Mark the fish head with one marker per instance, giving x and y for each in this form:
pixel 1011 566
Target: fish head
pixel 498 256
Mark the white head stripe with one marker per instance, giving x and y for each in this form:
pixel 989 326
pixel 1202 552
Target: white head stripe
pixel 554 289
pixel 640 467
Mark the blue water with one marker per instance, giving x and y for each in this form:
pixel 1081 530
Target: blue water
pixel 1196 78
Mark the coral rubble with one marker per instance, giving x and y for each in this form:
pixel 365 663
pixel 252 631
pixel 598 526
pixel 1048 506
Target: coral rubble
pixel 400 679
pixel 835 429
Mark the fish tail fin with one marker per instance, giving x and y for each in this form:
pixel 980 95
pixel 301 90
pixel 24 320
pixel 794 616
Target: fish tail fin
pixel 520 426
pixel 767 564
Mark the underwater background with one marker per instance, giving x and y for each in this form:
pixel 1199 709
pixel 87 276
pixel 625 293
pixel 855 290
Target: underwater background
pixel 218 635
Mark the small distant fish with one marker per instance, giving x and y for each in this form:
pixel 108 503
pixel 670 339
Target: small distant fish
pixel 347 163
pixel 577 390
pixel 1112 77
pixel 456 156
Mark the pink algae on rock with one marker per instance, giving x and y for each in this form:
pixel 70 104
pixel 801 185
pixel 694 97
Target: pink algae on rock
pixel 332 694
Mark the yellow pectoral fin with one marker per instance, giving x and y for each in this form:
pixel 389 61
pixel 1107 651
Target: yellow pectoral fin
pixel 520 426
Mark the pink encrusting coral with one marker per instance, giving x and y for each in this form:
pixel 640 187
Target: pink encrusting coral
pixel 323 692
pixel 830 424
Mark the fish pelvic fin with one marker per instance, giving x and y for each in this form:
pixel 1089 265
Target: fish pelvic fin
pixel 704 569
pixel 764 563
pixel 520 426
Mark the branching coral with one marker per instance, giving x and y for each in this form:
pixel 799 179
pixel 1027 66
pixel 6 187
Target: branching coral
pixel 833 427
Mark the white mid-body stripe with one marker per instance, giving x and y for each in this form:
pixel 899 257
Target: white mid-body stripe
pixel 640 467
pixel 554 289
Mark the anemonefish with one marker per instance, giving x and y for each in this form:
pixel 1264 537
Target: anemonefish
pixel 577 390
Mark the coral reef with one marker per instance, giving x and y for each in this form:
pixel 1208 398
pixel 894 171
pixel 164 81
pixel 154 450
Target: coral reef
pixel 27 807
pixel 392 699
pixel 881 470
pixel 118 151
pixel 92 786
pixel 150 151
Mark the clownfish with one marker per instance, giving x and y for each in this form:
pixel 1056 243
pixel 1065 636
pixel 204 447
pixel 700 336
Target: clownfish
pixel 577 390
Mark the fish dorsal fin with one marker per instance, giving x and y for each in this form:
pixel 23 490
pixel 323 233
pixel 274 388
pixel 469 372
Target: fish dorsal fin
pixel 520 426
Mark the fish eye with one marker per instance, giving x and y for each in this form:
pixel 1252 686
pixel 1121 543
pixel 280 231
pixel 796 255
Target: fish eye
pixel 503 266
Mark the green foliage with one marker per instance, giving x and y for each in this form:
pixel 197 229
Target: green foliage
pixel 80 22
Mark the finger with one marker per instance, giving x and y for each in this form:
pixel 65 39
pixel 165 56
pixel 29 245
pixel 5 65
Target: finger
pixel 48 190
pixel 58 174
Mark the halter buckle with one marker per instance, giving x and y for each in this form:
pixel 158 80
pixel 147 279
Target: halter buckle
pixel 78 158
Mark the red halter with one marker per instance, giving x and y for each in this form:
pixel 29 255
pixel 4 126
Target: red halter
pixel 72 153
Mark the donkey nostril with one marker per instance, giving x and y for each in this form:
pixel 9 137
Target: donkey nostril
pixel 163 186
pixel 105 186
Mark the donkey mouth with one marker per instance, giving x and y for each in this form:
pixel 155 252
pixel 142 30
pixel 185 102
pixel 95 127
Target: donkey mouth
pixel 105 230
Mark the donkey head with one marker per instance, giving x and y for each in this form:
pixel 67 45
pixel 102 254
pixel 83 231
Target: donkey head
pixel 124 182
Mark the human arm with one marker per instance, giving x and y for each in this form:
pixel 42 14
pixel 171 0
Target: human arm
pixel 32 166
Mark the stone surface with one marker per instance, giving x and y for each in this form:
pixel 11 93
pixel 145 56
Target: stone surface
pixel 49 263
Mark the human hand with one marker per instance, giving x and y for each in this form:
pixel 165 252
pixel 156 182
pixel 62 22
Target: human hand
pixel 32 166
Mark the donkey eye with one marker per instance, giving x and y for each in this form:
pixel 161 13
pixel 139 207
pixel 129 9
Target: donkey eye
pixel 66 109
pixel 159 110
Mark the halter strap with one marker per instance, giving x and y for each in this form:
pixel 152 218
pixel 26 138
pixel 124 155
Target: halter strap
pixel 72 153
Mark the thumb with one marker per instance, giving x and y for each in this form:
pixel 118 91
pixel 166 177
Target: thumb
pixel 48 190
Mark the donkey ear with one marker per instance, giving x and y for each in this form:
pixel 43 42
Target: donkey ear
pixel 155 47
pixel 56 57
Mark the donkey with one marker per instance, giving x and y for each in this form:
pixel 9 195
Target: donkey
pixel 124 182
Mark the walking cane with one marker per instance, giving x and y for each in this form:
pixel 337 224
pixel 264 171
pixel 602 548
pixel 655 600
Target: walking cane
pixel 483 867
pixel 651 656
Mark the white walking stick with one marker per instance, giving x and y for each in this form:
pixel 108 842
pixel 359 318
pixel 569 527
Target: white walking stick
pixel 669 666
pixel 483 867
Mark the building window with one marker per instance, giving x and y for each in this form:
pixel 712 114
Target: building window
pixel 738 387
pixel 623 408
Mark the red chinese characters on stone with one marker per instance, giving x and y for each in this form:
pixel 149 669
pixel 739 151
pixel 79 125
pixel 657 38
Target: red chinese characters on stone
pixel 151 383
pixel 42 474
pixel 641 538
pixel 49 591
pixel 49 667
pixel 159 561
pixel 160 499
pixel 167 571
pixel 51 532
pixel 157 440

**What you will do**
Please quote nothing but the lines from the line with "Mark the human arm" through the end of the data above, exactly as written, ends included.

**Full response**
Mark the human arm with one marker per instance, giving x and y for each in this form:
pixel 42 14
pixel 171 0
Target: human arm
pixel 32 166
Mark the stone surface with one marker per instance, giving x and y for each in this form:
pixel 11 93
pixel 145 56
Target: stone surface
pixel 49 263
Mark the human hand with one marker per instance, giving x and y for each in this form:
pixel 165 252
pixel 156 182
pixel 62 22
Target: human hand
pixel 32 166
Mark the donkey eye with one marker per instance, giving x and y for each in this form:
pixel 161 13
pixel 139 207
pixel 129 9
Target: donkey eye
pixel 66 109
pixel 159 110
Mark the halter strap with one marker per instance, giving x and y for each in this form:
pixel 152 218
pixel 26 138
pixel 124 155
Target: halter strap
pixel 72 153
Mark the thumb with one marker per instance, giving x and y for each in this form:
pixel 118 91
pixel 166 177
Target: thumb
pixel 48 190
Mark the donkey ear with one marker per instance, giving x and y for each in this form:
pixel 43 42
Target: donkey ear
pixel 155 47
pixel 56 57
Mark the donkey with one marker per instance, giving x and y for each in this form:
pixel 9 195
Target: donkey
pixel 124 182
Mark the walking cane with one marker per instance, giving x and y for each in this form:
pixel 337 224
pixel 264 171
pixel 602 548
pixel 655 600
Target: walking cane
pixel 483 867
pixel 651 656
Mark the white walking stick with one marker per instance, giving x and y for each in this form:
pixel 108 842
pixel 359 318
pixel 569 527
Target: white walking stick
pixel 669 666
pixel 483 867
Mark the building window with one marker per instance, giving x and y for each in this form:
pixel 712 114
Target: building window
pixel 738 387
pixel 623 408
Mark the red chinese characters on stone with one marker per instance, giving x and y for each in this form:
pixel 149 669
pixel 739 151
pixel 79 125
pixel 657 38
Target: red chinese characters on stone
pixel 151 383
pixel 42 474
pixel 641 538
pixel 49 591
pixel 49 667
pixel 159 561
pixel 160 499
pixel 167 571
pixel 51 532
pixel 157 440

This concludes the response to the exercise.